• **Problem description**
Through to the final line, write out the records below exactly, omitting any images they contain.

# # # # # # #

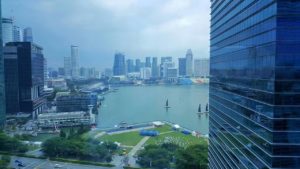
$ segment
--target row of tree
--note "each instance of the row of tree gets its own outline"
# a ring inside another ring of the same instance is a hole
[[[85,132],[84,128],[79,128],[77,132],[73,129],[69,133],[62,131],[60,137],[46,140],[42,150],[48,157],[110,162],[118,146],[112,142],[83,139],[81,135]]]
[[[181,148],[173,143],[148,145],[138,154],[137,163],[155,169],[207,169],[207,145],[192,145]],[[173,166],[173,167],[172,167]]]
[[[4,132],[0,131],[0,151],[25,153],[28,151],[28,147],[19,141],[19,139],[9,137]]]

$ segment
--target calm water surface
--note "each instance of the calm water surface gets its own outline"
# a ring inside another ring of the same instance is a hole
[[[208,133],[208,117],[196,114],[199,104],[208,103],[208,85],[130,86],[105,95],[99,110],[98,127],[111,128],[122,121],[129,124],[166,120],[180,126]],[[165,109],[169,100],[168,111]]]

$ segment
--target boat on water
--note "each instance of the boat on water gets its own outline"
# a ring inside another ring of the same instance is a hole
[[[199,104],[198,112],[197,112],[198,116],[201,116],[202,114],[208,115],[208,113],[209,113],[209,111],[208,111],[208,103],[206,104],[204,112],[201,111],[201,104]]]
[[[165,106],[165,108],[166,108],[166,109],[171,108],[171,107],[169,106],[169,100],[168,100],[168,99],[167,99],[167,101],[166,101],[166,106]]]

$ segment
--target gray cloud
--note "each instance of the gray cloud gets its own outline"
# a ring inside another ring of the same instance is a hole
[[[83,66],[110,67],[127,57],[208,57],[208,0],[3,0],[3,16],[31,26],[50,66],[62,66],[79,45]]]

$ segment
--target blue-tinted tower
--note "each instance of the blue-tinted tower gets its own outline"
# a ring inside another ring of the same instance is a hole
[[[0,0],[0,18],[1,17],[1,0]],[[2,24],[2,22],[0,22]],[[0,25],[2,28],[2,25]],[[5,123],[5,81],[4,81],[4,58],[2,53],[2,29],[0,29],[0,127]]]
[[[115,54],[113,74],[114,76],[126,75],[125,55],[122,53]]]
[[[211,2],[210,168],[300,168],[300,1]]]

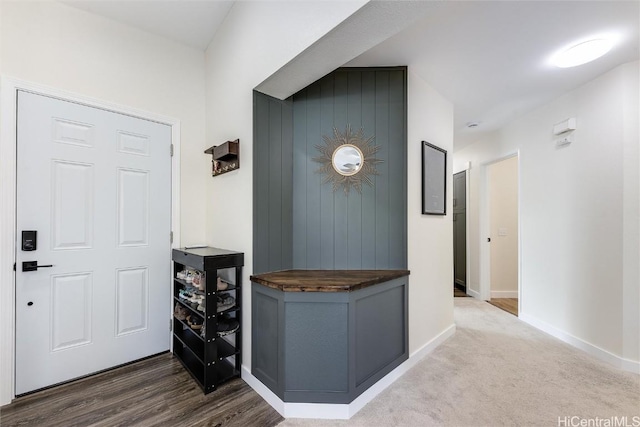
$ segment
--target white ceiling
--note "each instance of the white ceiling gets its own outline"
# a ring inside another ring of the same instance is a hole
[[[205,50],[234,1],[64,0],[61,3]]]
[[[63,3],[201,50],[233,6],[222,0]],[[409,3],[390,2],[387,9]],[[409,65],[453,102],[456,149],[640,56],[638,1],[440,1],[425,10],[417,23],[346,65]],[[600,33],[620,37],[606,56],[575,68],[547,63],[568,43]],[[468,122],[480,125],[470,130]]]
[[[619,64],[639,58],[637,1],[449,1],[348,66],[409,65],[455,107],[455,148]],[[594,62],[560,69],[549,56],[575,40],[616,33]],[[480,122],[474,130],[468,122]]]

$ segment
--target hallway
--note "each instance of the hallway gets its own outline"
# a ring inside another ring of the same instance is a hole
[[[640,376],[484,301],[454,301],[456,334],[351,420],[279,426],[557,426],[622,416],[640,423]]]

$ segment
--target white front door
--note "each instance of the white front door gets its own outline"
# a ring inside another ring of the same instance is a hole
[[[168,350],[170,126],[19,91],[17,135],[16,394]]]

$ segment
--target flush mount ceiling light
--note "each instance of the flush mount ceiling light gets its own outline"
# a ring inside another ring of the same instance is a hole
[[[575,67],[598,59],[613,47],[613,39],[596,37],[581,41],[555,54],[551,62],[560,68]]]

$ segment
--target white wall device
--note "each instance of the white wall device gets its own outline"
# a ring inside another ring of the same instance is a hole
[[[573,135],[563,135],[560,138],[556,139],[556,145],[558,147],[571,144],[573,142]]]
[[[553,134],[560,135],[565,132],[569,132],[571,130],[576,130],[576,118],[571,117],[570,119],[563,120],[560,123],[556,123],[553,125]]]

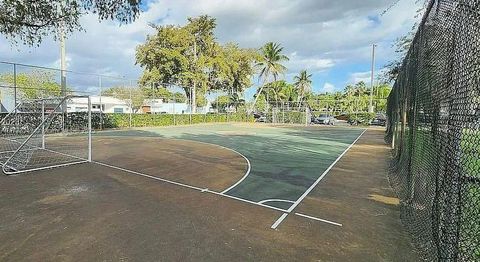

# # # # # # #

• **Completed task**
$ segment
--target row of tree
--note "each instance of the row of tree gets its own outline"
# a ring inside another ring of the same instance is a hole
[[[85,132],[84,128],[79,128],[77,132],[73,129],[69,133],[62,131],[60,137],[46,140],[42,150],[48,157],[110,162],[118,146],[112,142],[83,139],[81,135]]]
[[[181,148],[173,143],[148,145],[138,154],[137,163],[155,169],[207,169],[207,145],[192,145]],[[173,166],[173,167],[172,167]]]
[[[4,132],[0,131],[0,151],[25,153],[28,151],[28,147],[19,141],[19,139],[9,137]]]

$ segment
--target calm water surface
--note "each instance of the calm water surface gets its own outline"
# a ring inside another ring of the same instance is a hole
[[[208,133],[208,117],[196,114],[199,104],[208,103],[208,85],[130,86],[105,95],[99,110],[98,127],[111,128],[122,121],[129,124],[166,120],[180,126]],[[165,109],[169,100],[168,111]]]

$ segment
--target boat on water
--note "each instance of the boat on water gets its own outline"
# a ring inside another ring of the same instance is a hole
[[[199,104],[198,112],[197,112],[198,116],[201,116],[202,114],[208,115],[208,113],[209,113],[209,111],[208,111],[208,103],[206,104],[204,112],[201,111],[201,104]]]
[[[165,106],[165,108],[166,108],[166,109],[171,108],[171,107],[169,106],[169,100],[168,100],[168,99],[167,99],[167,101],[166,101],[166,106]]]

$ segment
--target gray cloud
--note "each instance of the gray cloud gets its own outline"
# a ring inside another ring of the same instance is a hole
[[[83,66],[110,67],[127,57],[208,57],[208,0],[3,0],[3,16],[31,26],[50,66],[62,66],[79,45]]]

$ segment
--target blue-tinted tower
--note "each instance of the blue-tinted tower gets its own outline"
# a ring inside another ring of the same instance is a hole
[[[0,0],[0,18],[1,17],[1,0]],[[2,24],[2,22],[0,22]],[[0,25],[2,28],[2,25]],[[5,123],[5,81],[4,81],[4,58],[2,53],[2,29],[0,29],[0,127]]]
[[[115,54],[113,74],[114,76],[126,75],[125,55],[122,53]]]
[[[211,2],[210,168],[300,168],[300,1]]]

$ segment
--target white ceiling
--note "each instance of the white ceiling gets its own outline"
# a ring inside another ring of the same instance is a hole
[[[205,50],[234,1],[64,0],[61,3]]]
[[[63,3],[201,50],[233,6],[222,0]],[[409,3],[390,2],[387,9]],[[409,65],[453,102],[456,149],[640,56],[638,1],[440,1],[425,10],[417,23],[346,65]],[[600,33],[620,37],[606,56],[575,68],[547,63],[568,43]],[[468,122],[480,125],[470,130]]]
[[[619,64],[639,58],[637,1],[449,1],[348,66],[409,65],[455,107],[455,148]],[[594,62],[560,69],[549,56],[575,40],[616,33]],[[480,122],[474,130],[468,122]]]

$ segment
--target hallway
--note "each instance of the hallway gets its own outline"
# a ring inside another ring of the same instance is a hole
[[[640,376],[484,301],[454,301],[456,334],[351,420],[279,426],[557,426],[622,416],[640,423]]]

$ segment
--target white front door
--note "each instance of the white front door gets its own outline"
# a ring inside another ring of the same instance is a hole
[[[168,350],[170,126],[19,91],[17,135],[16,394]]]

$ segment
--target flush mount ceiling light
--note "each instance of the flush mount ceiling light gets its own outline"
# a ring inside another ring of the same instance is a hole
[[[575,67],[598,59],[613,47],[613,39],[596,37],[581,41],[555,54],[551,62],[560,68]]]

$ segment
--target white wall device
--note "each instance of the white wall device gets its own outline"
# a ring inside another ring of the same instance is a hole
[[[573,135],[563,135],[560,138],[556,139],[556,145],[558,147],[571,144],[573,142]]]
[[[553,134],[560,135],[565,132],[569,132],[571,130],[576,130],[576,118],[571,117],[570,119],[563,120],[560,123],[556,123],[553,125]]]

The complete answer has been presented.